**Instructions for the task:** Copy each of the rows below word for word, keeping their order.

───

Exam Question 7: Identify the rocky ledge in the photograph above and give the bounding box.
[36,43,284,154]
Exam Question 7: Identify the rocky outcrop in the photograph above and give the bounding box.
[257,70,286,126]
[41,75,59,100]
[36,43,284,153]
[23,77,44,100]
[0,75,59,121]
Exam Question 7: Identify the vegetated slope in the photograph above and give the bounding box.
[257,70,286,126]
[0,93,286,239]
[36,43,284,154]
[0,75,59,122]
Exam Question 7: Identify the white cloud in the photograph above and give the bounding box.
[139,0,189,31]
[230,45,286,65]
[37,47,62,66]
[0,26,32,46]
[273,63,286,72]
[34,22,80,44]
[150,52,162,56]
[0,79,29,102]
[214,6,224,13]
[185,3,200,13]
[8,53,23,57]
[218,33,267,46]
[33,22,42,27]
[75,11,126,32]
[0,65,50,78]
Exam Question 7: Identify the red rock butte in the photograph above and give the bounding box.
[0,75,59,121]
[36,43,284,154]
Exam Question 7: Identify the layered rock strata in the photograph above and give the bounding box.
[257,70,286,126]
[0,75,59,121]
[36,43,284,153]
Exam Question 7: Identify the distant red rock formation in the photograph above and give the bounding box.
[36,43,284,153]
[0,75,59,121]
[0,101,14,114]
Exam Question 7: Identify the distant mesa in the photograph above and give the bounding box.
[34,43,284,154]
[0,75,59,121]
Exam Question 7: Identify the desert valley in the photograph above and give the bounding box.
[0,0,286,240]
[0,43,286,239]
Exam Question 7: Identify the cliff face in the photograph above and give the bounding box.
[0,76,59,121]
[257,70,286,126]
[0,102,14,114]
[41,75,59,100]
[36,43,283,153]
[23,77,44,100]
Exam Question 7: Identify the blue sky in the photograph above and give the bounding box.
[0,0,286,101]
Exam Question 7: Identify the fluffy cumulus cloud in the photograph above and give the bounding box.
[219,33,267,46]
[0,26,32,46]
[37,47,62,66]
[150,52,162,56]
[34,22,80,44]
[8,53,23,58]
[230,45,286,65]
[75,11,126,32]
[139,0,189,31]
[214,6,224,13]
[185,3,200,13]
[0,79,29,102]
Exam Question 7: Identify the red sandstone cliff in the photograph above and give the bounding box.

───

**Written solution:**
Exam Question 7: Identify the rocky ledge in the photograph above and give the bounding box.
[36,43,284,154]
Exam Question 7: Identify the rocky outcrop in the photograph above and give the bounding box.
[257,70,286,126]
[41,75,59,100]
[36,43,284,153]
[23,77,44,100]
[0,75,59,121]
Exam Question 7: Identify the vegetated slope in the photograph above and give the bounding box.
[257,70,286,126]
[0,93,286,239]
[36,43,284,154]
[0,75,59,122]
Exam Question 7: Identify the white cloud in the photograph above and give the bounding box.
[139,0,189,31]
[230,45,286,65]
[37,47,62,66]
[0,26,32,46]
[273,63,286,72]
[34,22,80,44]
[150,52,162,56]
[0,79,29,102]
[214,6,224,13]
[185,3,200,13]
[8,53,23,57]
[218,33,267,46]
[33,22,42,27]
[75,11,126,32]
[0,65,50,78]
Exam Question 7: Identify the red rock butte in the photograph above and give the bounding box.
[0,75,59,121]
[36,43,284,154]
Exam Question 7: Identify the layered rock strata in the photograph above and give the bounding box.
[257,70,286,126]
[0,75,59,121]
[36,43,284,153]
Exam Question 7: Identify the distant red rock formation in the photograph above and give the bounding box.
[36,43,284,153]
[0,75,59,121]
[0,101,14,114]
Exam Question 7: Identify the distant mesa in the photograph above and give the bounding box.
[34,43,284,154]
[0,75,59,121]
Exam Question 7: Identify the desert valley in the photograph above and give the bounding box.
[0,0,286,240]
[0,43,286,239]
Exam Question 7: Identify the cliff face in the photograph above and give the bounding box.
[0,76,59,121]
[257,70,286,126]
[0,102,14,114]
[41,75,59,100]
[36,43,283,153]
[23,77,44,100]
Exam Question 7: Identify the blue sky in the photograph above and give the bounding box.
[0,0,286,101]
Exam Question 7: Identify the fluffy cumulus cloud in the photograph above and give the bounding box.
[219,33,267,46]
[0,26,32,46]
[37,47,62,66]
[150,52,162,56]
[34,22,80,44]
[8,53,23,58]
[230,45,286,65]
[75,11,126,32]
[139,0,189,31]
[214,6,224,13]
[185,3,200,13]
[0,79,29,102]
Exam Question 7: Identify the red sandstone cliff in the photograph above and give the bounding box.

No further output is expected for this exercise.